___ Excerpted data
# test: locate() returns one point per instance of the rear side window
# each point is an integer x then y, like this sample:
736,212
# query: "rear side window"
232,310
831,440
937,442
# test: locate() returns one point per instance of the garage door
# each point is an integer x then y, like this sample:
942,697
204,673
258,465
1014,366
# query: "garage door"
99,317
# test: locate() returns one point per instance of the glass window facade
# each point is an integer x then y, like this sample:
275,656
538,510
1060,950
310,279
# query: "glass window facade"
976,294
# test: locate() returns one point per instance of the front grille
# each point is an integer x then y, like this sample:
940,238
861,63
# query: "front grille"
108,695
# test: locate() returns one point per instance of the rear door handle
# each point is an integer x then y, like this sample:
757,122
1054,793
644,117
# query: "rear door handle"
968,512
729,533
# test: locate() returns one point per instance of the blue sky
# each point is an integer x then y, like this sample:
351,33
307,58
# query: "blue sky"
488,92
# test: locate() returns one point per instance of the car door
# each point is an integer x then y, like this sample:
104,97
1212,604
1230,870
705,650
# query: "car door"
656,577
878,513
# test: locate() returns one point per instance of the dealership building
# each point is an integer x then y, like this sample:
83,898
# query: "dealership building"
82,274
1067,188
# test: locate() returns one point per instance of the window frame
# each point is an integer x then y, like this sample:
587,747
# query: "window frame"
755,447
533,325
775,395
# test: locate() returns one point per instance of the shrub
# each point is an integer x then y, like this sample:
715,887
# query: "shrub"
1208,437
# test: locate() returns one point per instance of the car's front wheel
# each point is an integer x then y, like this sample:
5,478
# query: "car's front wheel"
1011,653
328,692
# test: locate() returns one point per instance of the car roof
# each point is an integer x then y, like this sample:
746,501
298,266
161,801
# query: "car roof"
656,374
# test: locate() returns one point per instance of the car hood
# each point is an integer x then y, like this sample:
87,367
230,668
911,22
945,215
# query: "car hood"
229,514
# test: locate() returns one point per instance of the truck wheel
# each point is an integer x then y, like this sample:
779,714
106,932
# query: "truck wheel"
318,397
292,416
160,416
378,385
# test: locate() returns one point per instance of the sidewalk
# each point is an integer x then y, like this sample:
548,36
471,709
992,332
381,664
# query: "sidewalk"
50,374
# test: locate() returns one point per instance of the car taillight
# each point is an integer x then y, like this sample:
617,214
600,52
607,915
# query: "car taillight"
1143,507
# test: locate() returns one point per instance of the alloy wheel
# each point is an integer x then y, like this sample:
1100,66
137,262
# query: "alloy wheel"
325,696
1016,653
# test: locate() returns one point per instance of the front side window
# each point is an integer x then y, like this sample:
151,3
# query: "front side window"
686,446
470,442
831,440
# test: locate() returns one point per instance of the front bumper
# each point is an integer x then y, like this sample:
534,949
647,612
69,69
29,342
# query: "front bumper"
______
The answer must contain only the lines from the one with "the front side window" to the end of the entries above, each written out exactly.

# test: locate() returns one point per instance of the front side window
# each point is an integer x then y, like this sample:
151,3
# query: "front side window"
686,446
470,442
831,440
# test: locate() returns one point per instance of the front bumper
# each point is an integer x then y, like this sample:
534,949
647,612
69,69
29,342
# query: "front bumper"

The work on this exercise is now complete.